**What you should do**
Scan the data beneath this task and copy each line that includes "below".

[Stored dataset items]
*** Block opens ***
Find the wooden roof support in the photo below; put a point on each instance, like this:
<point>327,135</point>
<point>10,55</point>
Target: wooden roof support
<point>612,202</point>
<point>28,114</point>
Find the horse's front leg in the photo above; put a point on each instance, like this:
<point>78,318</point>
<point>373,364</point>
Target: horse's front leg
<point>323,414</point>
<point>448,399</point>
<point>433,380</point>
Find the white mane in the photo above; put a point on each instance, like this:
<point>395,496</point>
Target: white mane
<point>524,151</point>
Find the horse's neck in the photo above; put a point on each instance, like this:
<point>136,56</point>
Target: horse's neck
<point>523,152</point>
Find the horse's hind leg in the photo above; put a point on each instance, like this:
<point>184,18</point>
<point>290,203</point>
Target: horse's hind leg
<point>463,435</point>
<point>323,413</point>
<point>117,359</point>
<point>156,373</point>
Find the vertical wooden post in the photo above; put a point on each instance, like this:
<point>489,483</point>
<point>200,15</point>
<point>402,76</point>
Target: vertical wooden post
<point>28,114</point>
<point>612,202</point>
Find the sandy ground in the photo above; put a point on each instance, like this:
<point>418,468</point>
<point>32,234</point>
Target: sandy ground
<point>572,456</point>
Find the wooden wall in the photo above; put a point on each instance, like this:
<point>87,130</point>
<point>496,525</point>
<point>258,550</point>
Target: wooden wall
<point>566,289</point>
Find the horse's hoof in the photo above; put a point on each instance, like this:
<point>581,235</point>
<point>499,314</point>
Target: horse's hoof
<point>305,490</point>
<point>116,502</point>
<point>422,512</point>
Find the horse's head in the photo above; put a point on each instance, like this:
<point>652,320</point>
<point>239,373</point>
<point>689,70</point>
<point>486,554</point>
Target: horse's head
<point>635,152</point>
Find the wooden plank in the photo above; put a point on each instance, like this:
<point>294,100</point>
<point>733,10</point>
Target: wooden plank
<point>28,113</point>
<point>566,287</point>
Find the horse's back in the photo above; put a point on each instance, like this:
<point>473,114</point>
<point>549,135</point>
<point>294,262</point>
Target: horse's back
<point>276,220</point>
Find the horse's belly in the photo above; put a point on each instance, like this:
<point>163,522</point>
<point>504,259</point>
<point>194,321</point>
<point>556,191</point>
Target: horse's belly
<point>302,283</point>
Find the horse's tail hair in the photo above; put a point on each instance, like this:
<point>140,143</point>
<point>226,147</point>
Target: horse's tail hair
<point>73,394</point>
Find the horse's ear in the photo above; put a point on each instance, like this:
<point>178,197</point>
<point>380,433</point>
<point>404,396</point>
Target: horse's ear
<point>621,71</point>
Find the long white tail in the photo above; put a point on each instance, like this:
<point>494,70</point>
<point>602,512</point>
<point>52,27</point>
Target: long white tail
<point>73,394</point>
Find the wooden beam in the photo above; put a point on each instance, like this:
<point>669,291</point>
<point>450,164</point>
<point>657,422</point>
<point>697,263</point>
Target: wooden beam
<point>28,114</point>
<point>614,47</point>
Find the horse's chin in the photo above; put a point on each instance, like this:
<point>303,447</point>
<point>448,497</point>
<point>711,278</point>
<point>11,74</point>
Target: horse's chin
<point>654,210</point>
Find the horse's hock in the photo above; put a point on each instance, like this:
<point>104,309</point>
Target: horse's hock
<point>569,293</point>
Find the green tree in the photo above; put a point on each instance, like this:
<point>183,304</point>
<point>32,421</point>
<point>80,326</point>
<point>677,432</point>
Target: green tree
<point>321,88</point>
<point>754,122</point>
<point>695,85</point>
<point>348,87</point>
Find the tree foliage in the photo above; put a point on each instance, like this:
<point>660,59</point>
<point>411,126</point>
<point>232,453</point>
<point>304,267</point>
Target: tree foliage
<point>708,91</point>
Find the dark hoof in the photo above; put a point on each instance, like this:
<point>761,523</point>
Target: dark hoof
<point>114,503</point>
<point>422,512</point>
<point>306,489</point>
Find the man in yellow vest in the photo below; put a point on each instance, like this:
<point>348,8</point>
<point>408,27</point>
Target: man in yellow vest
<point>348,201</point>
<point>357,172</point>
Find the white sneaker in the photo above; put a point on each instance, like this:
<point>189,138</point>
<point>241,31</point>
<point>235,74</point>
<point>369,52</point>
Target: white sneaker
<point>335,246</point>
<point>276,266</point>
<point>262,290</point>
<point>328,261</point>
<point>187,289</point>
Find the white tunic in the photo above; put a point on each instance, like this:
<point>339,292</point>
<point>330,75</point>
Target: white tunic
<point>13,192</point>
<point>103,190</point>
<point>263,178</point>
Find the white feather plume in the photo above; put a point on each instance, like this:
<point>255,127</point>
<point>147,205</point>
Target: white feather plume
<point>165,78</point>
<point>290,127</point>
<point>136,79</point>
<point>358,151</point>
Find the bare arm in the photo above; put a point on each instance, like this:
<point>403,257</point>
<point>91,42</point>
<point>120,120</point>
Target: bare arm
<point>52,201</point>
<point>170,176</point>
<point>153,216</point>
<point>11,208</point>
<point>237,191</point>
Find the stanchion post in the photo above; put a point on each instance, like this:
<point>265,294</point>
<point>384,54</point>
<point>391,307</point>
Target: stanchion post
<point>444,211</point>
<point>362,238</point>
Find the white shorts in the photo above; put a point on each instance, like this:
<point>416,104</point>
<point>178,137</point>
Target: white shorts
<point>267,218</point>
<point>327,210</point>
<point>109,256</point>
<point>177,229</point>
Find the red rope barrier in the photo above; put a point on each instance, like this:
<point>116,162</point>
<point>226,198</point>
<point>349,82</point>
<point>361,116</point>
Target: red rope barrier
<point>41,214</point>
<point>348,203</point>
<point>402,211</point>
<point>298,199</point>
*** Block closes ***
**Exercise response**
Find the wooden roof support in the photo below; put a point on each instance, like this:
Find the man in yellow vest in the photo below; put a point on each instance, like this:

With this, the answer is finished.